[Goal]
Rewrite the lines below, replacing every "Put one marker on" with "Place one point on" and leaving everything else unchanged. Omit the pictures from your output.

== Given entries ==

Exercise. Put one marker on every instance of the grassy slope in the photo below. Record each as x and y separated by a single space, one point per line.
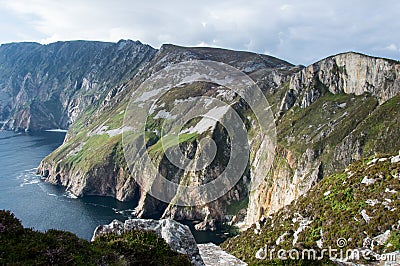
22 246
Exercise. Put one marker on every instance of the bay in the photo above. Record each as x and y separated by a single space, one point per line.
43 206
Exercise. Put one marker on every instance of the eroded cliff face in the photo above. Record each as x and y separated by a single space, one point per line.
327 115
49 86
83 164
332 113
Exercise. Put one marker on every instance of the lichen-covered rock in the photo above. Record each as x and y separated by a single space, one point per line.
214 255
49 86
176 235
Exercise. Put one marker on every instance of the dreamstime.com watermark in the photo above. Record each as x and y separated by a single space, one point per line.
340 253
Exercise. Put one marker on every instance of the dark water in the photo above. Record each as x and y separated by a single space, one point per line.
43 206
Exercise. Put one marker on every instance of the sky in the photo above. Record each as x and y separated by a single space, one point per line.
301 32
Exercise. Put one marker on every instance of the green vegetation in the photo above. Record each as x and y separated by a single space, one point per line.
334 207
23 246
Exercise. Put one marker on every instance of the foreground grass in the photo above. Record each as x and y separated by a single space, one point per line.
24 246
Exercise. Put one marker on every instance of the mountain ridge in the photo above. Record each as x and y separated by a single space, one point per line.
328 115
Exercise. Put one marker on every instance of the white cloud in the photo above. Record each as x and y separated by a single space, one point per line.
297 31
392 47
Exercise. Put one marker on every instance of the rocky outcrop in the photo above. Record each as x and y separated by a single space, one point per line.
358 219
328 115
214 255
351 73
321 129
177 236
65 165
49 86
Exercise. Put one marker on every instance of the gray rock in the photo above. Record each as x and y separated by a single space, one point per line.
213 255
176 235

===

[Problem solution]
Exercise. Place one point on every instance of the grassy slope in the photo below. Record each as x and y separated by a single space, one point per line.
22 246
Exercise. Place one point on every instance of the bay in the photo above. Record each as x and y separated by a single space, one point per line.
43 206
Exercise. Place one point on every instance of the eroded cliff face in the photo above. Record each as x and y separated by a single space, one point per line.
327 115
49 86
83 164
332 113
Exercise. Place one point on every instance of the lichen-covered rock in the photo above. Record each as x and y separated by a single space, one point per line.
214 255
49 86
176 235
Exercise. Place one point on every instance of the dreamstime.com watermark in the photo above. Record each as x and y separated by a single space, one point per line.
340 253
Exercise. Place one point on every instance of the dark water in the photo above. Record each as x and y separated by a single space, one point per line.
43 206
Exercise. Place one point on every instance of the sky in the photo above. Record each as x and y separated by a single space, one point per line.
301 32
Exercise. Place one point on every instance of the green vegetation in the photo above. Record each as x and y separated by a single space, one point per line.
334 207
23 246
Exercise. Place one point on every instance of the foreground grass in the photo above. Record each as x and y separated by a single space, one point per line.
24 246
Exercise. Place one point on every instance of the mountain ridge in the photo above. Record each as x and y separated by a single space, one point per line.
328 115
Exercise. Place one point on every instance of the white cloud in the photo above. Record each as x and y separated by a single space, one point per line.
297 31
392 47
Exercise. Place one point on every instance of the rocky outcrop in the photo above. Record each as x and y separated by a single space, one point per line.
358 219
328 115
214 255
351 73
321 129
177 236
65 165
49 86
Exercise. Place one point on every instance of the gray rock in the photo above. Record each as x and y separated by a single space, one point per line.
213 255
176 235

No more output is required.